* **Exercise objective**
Every line from the one that contains "large mirror in the photo above." to the end of the records must be restated word for word. No other line belongs in the answer.

Natural-language object grounding data
_ _ _ _ _

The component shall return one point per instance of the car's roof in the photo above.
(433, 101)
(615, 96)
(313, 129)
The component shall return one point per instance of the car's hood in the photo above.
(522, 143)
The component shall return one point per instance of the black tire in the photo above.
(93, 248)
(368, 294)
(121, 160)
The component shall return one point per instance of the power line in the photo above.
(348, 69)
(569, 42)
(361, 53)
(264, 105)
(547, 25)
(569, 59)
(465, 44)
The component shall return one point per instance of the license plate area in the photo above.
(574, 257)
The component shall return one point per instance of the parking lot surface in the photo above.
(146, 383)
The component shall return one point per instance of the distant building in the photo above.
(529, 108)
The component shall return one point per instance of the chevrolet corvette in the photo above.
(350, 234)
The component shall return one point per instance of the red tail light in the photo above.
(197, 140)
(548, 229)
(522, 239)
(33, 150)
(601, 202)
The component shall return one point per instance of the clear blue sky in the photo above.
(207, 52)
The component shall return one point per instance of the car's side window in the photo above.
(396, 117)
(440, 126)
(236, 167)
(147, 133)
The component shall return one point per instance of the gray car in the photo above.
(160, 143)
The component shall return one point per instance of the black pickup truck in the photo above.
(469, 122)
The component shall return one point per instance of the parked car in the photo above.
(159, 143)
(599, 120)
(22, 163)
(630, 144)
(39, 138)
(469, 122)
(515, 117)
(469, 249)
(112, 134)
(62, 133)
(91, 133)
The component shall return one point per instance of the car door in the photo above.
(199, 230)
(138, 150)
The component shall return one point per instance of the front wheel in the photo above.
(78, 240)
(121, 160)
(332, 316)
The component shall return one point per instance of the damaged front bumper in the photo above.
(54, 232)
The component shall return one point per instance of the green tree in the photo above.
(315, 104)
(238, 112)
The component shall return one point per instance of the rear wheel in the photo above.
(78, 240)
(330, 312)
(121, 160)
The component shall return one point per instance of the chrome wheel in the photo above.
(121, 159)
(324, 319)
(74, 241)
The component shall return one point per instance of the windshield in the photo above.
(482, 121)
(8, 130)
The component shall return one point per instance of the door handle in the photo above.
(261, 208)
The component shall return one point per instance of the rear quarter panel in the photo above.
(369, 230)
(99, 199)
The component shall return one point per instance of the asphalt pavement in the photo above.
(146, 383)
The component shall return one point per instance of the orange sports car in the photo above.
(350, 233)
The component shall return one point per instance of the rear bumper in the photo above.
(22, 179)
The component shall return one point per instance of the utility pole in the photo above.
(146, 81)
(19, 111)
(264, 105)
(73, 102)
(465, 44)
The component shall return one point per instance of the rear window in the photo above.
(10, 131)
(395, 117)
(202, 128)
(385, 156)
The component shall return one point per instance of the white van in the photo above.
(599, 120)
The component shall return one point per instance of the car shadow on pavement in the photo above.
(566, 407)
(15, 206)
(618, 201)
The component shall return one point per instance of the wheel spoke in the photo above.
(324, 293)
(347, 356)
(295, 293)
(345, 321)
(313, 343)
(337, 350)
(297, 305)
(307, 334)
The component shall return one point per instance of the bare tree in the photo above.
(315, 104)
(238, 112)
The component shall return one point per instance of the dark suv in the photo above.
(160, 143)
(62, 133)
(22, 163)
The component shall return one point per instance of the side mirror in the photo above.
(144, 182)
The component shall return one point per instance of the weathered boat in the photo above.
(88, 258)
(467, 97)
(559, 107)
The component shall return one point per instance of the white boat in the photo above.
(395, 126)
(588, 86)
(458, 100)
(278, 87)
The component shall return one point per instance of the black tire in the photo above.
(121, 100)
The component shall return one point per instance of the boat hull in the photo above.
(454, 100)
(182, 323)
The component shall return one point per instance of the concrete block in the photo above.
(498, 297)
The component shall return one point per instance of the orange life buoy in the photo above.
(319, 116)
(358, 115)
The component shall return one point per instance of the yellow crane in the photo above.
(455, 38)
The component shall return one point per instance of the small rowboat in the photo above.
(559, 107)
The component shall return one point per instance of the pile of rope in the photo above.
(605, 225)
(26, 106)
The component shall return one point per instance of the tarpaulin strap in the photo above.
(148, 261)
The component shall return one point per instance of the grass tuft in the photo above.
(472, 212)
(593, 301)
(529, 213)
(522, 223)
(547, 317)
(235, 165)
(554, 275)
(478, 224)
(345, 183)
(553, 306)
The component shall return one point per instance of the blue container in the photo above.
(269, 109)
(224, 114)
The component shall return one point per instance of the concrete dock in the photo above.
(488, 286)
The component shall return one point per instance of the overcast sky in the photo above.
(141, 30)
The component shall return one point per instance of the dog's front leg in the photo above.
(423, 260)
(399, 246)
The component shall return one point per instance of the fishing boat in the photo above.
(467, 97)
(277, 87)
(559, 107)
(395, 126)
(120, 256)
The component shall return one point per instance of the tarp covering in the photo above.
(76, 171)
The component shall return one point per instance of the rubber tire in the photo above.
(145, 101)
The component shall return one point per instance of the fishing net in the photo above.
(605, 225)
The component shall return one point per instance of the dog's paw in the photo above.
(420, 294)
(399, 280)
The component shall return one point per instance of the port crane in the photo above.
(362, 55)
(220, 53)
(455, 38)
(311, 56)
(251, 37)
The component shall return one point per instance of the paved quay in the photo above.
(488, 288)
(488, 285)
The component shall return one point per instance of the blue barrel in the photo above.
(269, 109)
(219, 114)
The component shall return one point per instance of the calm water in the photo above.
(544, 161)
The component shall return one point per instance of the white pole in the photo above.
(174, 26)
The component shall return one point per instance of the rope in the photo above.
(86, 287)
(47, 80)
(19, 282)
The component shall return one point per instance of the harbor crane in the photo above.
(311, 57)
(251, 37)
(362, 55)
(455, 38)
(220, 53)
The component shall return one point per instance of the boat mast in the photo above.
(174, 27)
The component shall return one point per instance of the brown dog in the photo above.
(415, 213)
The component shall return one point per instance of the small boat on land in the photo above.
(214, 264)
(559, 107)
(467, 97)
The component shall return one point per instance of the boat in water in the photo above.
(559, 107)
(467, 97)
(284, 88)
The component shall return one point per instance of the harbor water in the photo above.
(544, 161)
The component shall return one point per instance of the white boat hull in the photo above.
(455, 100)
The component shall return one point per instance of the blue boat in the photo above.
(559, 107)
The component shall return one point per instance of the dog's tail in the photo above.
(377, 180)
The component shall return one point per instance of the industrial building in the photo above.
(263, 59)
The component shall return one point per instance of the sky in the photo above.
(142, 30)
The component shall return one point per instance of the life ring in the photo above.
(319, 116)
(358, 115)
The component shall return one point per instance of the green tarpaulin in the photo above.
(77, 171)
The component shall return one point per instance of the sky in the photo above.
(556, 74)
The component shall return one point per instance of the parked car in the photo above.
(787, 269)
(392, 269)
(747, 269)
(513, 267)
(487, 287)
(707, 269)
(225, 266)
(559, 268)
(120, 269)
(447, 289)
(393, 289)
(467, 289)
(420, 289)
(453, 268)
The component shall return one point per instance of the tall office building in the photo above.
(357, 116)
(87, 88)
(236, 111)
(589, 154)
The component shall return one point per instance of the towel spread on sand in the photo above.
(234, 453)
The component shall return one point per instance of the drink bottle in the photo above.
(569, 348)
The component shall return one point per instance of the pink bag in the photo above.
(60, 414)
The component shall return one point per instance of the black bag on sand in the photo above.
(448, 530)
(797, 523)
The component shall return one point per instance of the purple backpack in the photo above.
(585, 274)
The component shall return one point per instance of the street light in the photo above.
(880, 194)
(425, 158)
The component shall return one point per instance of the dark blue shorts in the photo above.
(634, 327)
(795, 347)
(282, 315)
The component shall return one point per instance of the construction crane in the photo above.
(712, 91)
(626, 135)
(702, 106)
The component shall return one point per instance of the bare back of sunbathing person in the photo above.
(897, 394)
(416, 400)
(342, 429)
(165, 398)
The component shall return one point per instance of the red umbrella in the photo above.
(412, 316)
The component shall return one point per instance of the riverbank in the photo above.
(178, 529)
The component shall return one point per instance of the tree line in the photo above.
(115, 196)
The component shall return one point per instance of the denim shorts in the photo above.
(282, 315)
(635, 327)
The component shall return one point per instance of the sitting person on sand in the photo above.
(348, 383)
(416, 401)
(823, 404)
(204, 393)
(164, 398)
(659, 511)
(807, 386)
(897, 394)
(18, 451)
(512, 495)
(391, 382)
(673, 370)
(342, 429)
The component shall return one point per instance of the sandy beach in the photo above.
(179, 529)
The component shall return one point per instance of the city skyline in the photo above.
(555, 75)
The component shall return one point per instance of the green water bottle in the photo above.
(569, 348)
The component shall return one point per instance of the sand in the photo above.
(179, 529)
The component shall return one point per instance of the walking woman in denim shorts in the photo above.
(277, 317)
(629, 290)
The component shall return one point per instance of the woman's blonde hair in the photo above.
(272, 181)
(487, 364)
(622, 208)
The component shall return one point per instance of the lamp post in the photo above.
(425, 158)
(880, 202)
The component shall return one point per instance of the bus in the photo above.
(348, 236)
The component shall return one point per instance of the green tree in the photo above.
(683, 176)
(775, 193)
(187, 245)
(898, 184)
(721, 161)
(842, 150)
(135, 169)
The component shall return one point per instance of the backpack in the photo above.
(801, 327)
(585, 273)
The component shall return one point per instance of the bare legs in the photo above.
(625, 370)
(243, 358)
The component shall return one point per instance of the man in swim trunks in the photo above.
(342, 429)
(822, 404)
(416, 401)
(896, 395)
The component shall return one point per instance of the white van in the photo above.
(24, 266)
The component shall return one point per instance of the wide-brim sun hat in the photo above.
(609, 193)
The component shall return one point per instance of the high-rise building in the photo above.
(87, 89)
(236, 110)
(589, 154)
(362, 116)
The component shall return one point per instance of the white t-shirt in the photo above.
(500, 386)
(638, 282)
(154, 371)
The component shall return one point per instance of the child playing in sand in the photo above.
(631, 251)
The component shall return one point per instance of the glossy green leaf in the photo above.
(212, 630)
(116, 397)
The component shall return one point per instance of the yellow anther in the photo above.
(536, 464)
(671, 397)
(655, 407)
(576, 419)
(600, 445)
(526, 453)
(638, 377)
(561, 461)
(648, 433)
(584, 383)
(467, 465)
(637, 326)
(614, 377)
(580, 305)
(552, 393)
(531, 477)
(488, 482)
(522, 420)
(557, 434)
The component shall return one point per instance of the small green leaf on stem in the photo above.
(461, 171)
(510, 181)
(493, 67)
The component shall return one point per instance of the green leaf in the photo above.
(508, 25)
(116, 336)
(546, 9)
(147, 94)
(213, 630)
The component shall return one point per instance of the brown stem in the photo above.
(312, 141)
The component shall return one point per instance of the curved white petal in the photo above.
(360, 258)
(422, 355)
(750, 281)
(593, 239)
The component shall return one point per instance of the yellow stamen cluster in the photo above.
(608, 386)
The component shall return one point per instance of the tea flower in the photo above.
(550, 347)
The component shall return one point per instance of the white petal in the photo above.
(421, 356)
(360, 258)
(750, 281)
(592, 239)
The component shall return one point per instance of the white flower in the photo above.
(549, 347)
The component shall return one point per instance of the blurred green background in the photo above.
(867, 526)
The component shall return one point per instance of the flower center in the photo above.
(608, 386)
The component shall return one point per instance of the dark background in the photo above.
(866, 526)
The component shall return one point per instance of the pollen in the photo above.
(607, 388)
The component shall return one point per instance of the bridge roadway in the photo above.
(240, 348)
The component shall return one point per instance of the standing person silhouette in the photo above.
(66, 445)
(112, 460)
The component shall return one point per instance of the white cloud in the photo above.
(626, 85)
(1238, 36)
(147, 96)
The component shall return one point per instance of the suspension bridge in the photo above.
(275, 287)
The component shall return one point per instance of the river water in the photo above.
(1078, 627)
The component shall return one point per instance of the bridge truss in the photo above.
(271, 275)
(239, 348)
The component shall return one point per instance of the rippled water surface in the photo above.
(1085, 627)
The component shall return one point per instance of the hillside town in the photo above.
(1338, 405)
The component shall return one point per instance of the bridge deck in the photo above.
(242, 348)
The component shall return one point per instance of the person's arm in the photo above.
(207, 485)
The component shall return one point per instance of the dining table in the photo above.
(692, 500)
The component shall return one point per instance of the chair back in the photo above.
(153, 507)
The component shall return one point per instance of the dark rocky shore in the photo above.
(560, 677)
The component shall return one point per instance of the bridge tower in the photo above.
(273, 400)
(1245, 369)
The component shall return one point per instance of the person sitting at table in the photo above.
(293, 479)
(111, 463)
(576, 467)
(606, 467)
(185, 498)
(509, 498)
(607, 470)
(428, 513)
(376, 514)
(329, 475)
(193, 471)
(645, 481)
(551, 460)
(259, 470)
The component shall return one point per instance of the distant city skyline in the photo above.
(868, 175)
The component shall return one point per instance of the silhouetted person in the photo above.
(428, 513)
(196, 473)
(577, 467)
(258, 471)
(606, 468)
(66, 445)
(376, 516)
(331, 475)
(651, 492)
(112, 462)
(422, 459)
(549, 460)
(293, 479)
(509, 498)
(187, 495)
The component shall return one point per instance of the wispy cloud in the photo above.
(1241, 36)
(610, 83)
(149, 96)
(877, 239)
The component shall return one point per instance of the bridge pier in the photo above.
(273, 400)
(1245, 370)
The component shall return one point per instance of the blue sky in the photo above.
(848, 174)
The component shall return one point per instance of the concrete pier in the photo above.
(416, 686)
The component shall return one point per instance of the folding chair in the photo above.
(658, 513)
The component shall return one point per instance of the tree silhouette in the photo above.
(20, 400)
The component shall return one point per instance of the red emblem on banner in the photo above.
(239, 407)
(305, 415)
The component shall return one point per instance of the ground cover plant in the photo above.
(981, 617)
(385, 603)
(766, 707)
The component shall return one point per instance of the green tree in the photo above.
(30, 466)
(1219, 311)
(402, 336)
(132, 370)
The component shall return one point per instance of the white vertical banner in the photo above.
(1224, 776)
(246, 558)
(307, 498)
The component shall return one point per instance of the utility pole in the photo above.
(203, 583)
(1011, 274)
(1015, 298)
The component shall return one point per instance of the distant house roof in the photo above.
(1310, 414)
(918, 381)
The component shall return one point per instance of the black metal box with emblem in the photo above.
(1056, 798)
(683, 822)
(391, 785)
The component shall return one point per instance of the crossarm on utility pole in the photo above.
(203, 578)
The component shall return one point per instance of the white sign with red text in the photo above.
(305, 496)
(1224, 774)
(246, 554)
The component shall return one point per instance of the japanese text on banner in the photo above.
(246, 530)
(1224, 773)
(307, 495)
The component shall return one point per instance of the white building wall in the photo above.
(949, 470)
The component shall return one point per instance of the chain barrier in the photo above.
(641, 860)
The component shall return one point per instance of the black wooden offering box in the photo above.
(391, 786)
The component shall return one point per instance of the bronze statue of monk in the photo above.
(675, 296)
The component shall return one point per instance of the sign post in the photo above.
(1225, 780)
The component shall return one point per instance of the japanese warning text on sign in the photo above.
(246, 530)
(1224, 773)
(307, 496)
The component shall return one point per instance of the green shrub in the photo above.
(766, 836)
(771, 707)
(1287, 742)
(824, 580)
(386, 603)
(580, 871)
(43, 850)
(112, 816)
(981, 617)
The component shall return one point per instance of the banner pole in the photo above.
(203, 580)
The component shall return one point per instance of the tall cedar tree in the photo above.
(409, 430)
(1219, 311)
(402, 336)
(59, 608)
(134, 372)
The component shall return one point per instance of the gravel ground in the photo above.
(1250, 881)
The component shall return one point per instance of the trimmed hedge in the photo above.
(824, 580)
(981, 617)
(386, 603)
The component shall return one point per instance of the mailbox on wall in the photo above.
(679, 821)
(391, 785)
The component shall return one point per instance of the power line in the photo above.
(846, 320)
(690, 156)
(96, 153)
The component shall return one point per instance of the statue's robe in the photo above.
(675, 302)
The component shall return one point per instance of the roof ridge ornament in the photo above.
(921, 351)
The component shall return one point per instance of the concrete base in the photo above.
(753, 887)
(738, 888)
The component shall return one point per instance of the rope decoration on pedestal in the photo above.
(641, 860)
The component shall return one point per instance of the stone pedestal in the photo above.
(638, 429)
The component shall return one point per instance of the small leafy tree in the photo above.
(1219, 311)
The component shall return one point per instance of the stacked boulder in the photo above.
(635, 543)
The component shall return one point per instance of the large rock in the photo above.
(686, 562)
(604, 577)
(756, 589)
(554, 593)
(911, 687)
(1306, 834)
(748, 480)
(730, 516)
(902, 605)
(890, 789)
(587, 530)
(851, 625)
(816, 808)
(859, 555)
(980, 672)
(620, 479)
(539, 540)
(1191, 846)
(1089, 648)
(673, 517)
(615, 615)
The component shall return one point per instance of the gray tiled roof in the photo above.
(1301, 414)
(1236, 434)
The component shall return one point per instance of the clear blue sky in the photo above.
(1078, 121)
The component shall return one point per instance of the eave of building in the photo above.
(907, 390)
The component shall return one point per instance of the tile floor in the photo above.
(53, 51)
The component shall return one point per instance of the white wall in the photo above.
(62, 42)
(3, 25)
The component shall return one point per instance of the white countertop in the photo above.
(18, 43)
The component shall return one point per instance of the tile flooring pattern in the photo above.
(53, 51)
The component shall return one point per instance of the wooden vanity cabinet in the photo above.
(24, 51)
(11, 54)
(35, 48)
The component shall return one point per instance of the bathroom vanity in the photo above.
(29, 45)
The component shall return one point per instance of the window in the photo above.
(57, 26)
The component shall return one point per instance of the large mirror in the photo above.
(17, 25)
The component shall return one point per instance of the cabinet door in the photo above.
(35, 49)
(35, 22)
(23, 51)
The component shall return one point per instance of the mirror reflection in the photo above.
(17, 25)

_ _ _ _ _

* **Response**
The component shall return one point per instance of the large mirror in the photo above.
(17, 25)
The component shall return one point per instance of the cabinet door in the photo above.
(35, 49)
(35, 22)
(23, 51)
The component shall return one point per instance of the mirror reflection in the photo above.
(17, 25)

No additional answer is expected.